━━━ Passage to read

Search This Blog

Saturday, January 11, 2020

Deploying Splunk Multi-Site using Google Cloud Platform.....Using Terraform!

Use Case

In my earlier post, I talked about how to go about setting up a Splunk multi-site configuration. Taking it forward using the same premise, I'm going to set up a Terraform template. The Terraform template would allow one to setup and tear down the whole infrastructure as a need basis. It would be an ideal way to test before actually moving it to PROD. So lets get started!

Preparation

In my earlier post, I used the Splunk image as the base for the Cluster Master, Search Head and Indexers. I will be using the same again but to help with automating the setup of the infrastructure I need to make some changes.

In my earlier post I had to accept the license and then create the user id and password for the Splunk instance. This can be automated by creating the user-seed.conf file as detailed here. In this case I've create the following $SPLUNK_HOME/etc/system/local/user-seed.conf  file-


[user_info]
USERNAME = admin
PASSWORD = passw0rd

To help start the Splunk instance without having to stop to accept the agreement we need to accept the following command -


splunk start --accept-license

We will add this in the startSplunk.sh script which is part of the startup script for the VM instances. In addition the startup script will look something like this and I will explain what most of them are used for-


FILE=/root/conf/checkStatus
boCheck=true
CONFFILE=/root/conf/ClusMstr.conf

if test -f "$FILE"; then
    /opt/splunk/bin/splunk start
else
    while $boCheck ; do
        sleep 10
 if test -f "$CONFFILE"; then
            boCheck=false
            ZONE=`cat /root/conf/ClusMstr.conf |grep Zone | awk -F':' '{print $2}'` ;echo $ZONE
            PROJECT=`cat /root/conf/ClusMstr.conf |grep Project | awk -F':' '{print $2}'` ;echo $PROJECT

            sed -i "s/clus-mstr-0/clus-mstr-0.$ZONE.c.$PROJECT.internal/g" /root/conf/Indexer.txt 
            /opt/splunk/bin/splunk start --accept-license;
            echo "Splunk started" > /root/conf/checkStatus;
            if [[ "$HOSTNAME" == *"idx-"* ]]; then
                cat /root/conf/Indexer.txt >> /opt/splunk/etc/system/local/server.conf 
            fi
            if [[ "$HOSTNAME" == *"sh-"* ]]; then
       cat /root/conf/SearchHead.txt >> /opt/splunk/etc/system/local/server.conf
            fi
            if [[ "$HOSTNAME" == *"clus-"* ]]; then
       cat /root/conf/ClusterMstr.txt >> /opt/splunk/etc/system/local/server.conf
            fi
            if [[ "$HOSTNAME" == *"east"* ]]; then
       sed  -i '/serverName/a site = site2' /opt/splunk/etc/system/local/server.conf
            else
       sed  -i '/serverName/a site = site1' /opt/splunk/etc/system/local/server.conf
            fi 
        echo "Splunk started" > /root/conf/checkStatus;
    fi
    done
fi   

Now lets walk through what has been created in here.

━━━━━━
━━━ Records

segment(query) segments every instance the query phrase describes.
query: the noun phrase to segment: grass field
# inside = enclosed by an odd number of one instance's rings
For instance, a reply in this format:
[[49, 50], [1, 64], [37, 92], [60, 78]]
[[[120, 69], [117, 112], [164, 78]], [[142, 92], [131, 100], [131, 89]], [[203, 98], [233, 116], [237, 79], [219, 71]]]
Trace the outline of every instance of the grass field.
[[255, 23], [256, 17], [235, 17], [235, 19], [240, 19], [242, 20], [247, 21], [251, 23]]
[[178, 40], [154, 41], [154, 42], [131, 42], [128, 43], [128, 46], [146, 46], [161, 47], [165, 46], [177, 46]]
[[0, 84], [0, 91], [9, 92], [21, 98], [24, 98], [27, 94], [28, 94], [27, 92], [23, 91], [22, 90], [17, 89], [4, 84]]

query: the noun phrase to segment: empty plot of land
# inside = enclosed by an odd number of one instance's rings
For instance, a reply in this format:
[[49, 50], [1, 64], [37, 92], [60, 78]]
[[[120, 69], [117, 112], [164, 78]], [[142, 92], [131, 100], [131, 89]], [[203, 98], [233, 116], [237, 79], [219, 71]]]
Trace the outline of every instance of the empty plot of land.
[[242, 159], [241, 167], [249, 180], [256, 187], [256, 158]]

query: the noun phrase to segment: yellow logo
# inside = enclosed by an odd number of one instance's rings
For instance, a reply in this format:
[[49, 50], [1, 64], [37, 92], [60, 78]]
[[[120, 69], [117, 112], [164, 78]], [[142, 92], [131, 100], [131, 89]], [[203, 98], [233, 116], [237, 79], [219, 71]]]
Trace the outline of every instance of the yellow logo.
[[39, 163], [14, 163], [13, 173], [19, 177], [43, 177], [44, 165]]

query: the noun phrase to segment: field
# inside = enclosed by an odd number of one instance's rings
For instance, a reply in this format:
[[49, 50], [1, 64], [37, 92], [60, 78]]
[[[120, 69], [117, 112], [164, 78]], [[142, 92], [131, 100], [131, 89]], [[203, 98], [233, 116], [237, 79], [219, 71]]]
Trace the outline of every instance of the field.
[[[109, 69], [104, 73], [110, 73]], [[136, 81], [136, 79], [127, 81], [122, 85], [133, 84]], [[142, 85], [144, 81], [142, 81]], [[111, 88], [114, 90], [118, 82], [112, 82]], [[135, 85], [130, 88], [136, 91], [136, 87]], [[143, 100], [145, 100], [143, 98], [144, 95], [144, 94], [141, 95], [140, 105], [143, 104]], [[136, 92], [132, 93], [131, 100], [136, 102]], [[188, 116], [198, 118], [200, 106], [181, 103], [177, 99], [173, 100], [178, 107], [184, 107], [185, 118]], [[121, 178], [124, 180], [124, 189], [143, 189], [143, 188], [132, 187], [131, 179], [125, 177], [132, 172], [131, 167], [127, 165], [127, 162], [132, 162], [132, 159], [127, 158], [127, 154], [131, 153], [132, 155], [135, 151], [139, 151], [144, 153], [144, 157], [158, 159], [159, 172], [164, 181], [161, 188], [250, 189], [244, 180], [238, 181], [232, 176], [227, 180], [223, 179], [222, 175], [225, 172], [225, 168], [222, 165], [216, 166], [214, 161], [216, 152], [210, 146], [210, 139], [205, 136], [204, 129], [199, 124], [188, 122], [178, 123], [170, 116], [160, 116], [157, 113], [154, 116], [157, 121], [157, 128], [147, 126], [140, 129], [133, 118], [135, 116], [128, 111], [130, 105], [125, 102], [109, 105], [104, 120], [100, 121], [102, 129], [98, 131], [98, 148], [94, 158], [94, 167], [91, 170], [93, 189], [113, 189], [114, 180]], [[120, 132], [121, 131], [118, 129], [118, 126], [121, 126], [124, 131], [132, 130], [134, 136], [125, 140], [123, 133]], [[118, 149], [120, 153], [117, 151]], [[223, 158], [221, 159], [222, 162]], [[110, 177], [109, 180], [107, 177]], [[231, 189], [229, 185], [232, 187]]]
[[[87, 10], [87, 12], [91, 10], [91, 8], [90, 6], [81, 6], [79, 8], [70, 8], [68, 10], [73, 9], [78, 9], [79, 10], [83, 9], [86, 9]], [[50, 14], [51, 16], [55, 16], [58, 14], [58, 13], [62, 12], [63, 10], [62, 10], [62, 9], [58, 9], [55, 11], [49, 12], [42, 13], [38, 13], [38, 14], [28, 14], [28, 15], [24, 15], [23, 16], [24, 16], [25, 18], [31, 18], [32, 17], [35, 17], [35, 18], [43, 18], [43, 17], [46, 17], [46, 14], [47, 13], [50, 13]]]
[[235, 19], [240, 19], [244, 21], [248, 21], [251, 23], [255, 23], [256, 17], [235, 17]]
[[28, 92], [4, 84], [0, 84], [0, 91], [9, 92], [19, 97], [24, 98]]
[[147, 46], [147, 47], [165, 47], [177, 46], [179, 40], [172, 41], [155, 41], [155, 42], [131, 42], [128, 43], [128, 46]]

━━━━━━

- What is asked
1. Answer these from the Splunk post:
(a) What password does the user-seed.conf file set?
(b) Which command starts Splunk without stopping to accept the agreement?
(c) What site line does the script add when the hostname contains "east"?
2. Return the part of the Splunk post from "Search This Blog" up to and including "lets get started!".
3. Say whether each statement agrees with the Splunk post, answering yes or no and quoting the words that decide it:
(a) The startup script waits 30 seconds between checks for the configuration file.
(b) The Terraform template is presented as a way to test before moving to production.
(c) The user-seed.conf file sets the username to admin.
Answer from the Splunk post alone.

- Results for each task
1.
(a) passw0rd
(b) splunk start --accept-license
(c) site = site2

2.
Search This Blog

Saturday, January 11, 2020

Deploying Splunk Multi-Site using Google Cloud Platform.....Using Terraform!

Use Case

In my earlier post, I talked about how to go about setting up a Splunk multi-site configuration. Taking it forward using the same premise, I'm going to set up a Terraform template. The Terraform template would allow one to setup and tear down the whole infrastructure as a need basis. It would be an ideal way to test before actually moving it to PROD. So lets get started!

3.
(a) No: "sleep 10"
(b) Yes: "It would be an ideal way to test before actually moving it to PROD."
(c) Yes: "USERNAME = admin"